DATA FOR THIS TASK:
________

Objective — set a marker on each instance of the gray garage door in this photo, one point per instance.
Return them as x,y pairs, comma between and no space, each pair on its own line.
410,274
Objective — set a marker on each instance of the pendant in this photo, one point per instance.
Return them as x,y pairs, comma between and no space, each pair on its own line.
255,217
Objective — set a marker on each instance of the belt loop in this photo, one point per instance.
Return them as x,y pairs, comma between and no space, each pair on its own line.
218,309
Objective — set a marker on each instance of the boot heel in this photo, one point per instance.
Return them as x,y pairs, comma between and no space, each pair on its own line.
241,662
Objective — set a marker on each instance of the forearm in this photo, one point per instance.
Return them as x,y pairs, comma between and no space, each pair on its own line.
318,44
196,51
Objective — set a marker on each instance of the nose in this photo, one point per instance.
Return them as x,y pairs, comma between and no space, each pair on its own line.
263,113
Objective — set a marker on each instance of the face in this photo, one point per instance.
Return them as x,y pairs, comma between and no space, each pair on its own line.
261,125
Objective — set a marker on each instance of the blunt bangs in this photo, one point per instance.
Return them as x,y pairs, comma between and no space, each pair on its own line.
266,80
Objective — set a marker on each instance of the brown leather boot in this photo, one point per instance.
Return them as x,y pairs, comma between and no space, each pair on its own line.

________

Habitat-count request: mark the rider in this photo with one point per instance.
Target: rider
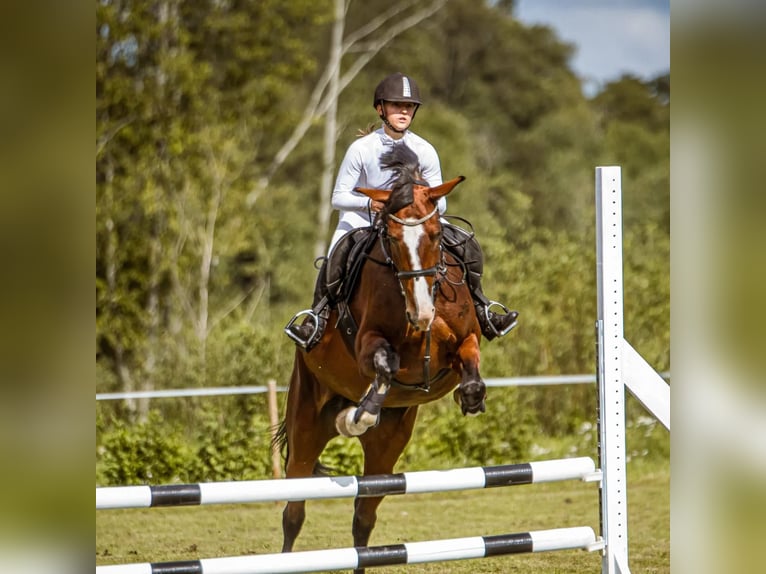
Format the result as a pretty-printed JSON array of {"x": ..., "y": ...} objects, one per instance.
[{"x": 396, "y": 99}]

________

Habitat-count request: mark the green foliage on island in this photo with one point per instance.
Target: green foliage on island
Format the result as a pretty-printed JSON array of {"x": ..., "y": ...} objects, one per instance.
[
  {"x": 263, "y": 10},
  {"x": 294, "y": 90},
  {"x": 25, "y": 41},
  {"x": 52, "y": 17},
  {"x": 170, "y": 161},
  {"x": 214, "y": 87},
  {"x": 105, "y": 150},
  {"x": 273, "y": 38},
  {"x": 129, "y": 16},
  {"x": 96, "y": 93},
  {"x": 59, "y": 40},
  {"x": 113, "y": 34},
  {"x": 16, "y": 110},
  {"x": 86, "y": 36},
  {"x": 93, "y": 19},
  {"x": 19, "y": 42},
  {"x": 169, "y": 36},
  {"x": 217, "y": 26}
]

________

PROBLEM REQUIREMENTS: All that belongs in the answer is the run of lines above from the line containing "Objective — set a marker on each instance of the gray" through the line containing "Objective — set a marker on each instance of the belt", exactly as written.

WRITTEN SOLUTION:
Objective — set a marker on each instance of the gray garage door in this photo, one point per instance.
Return them as x,y pairs, comma between and no space, each pair on its own line.
410,274
Objective — set a marker on each instance of the pendant in this photo, one point per instance.
Return them as x,y pairs, comma between and no space, each pair on its own line.
255,217
Objective — set a marker on each instance of the belt loop in this photo, one point per instance.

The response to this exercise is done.